Dataset records on where objects are located:
— start —

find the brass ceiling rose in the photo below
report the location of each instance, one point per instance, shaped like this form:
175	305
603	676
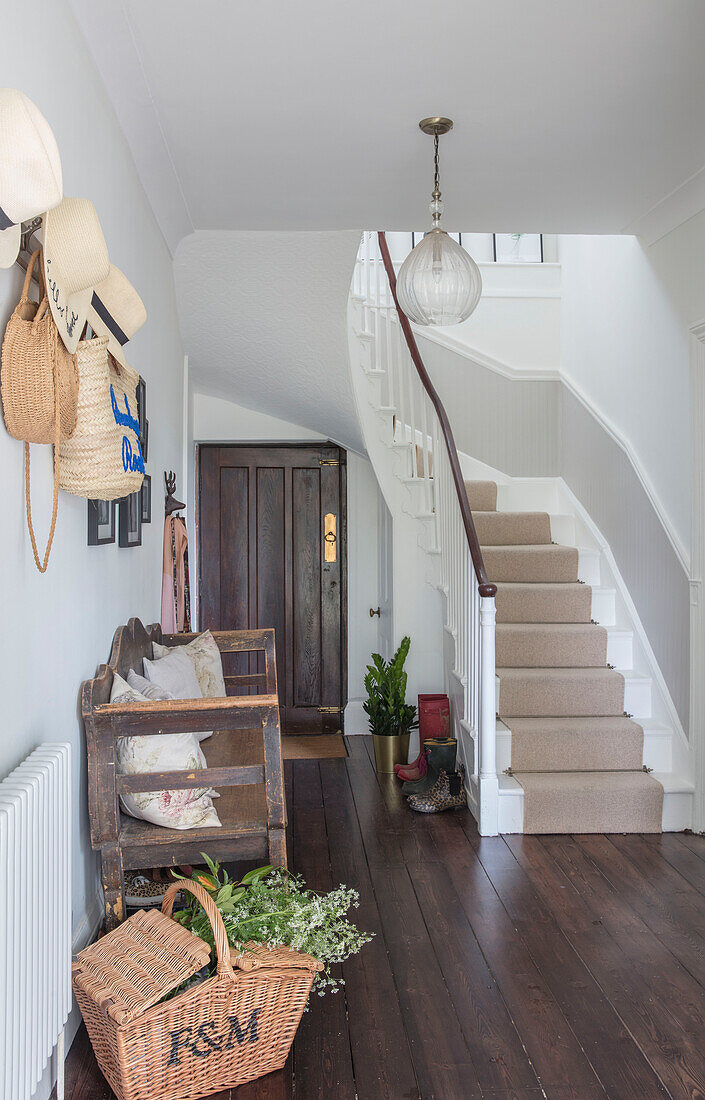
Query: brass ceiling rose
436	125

— end —

Rewrite every line of the records, requests included, and omit the pictures. Multiply each point coordinate in the answers by 0.4, rounding to whole numbers with halves rounded up, but leave the numbers in the requests and their format samples unchanged.

find the brass ceiling rose in the photo below
report the location of each instance, one point per instance, shaped like this form:
175	305
603	676
Query: brass ceiling rose
174	50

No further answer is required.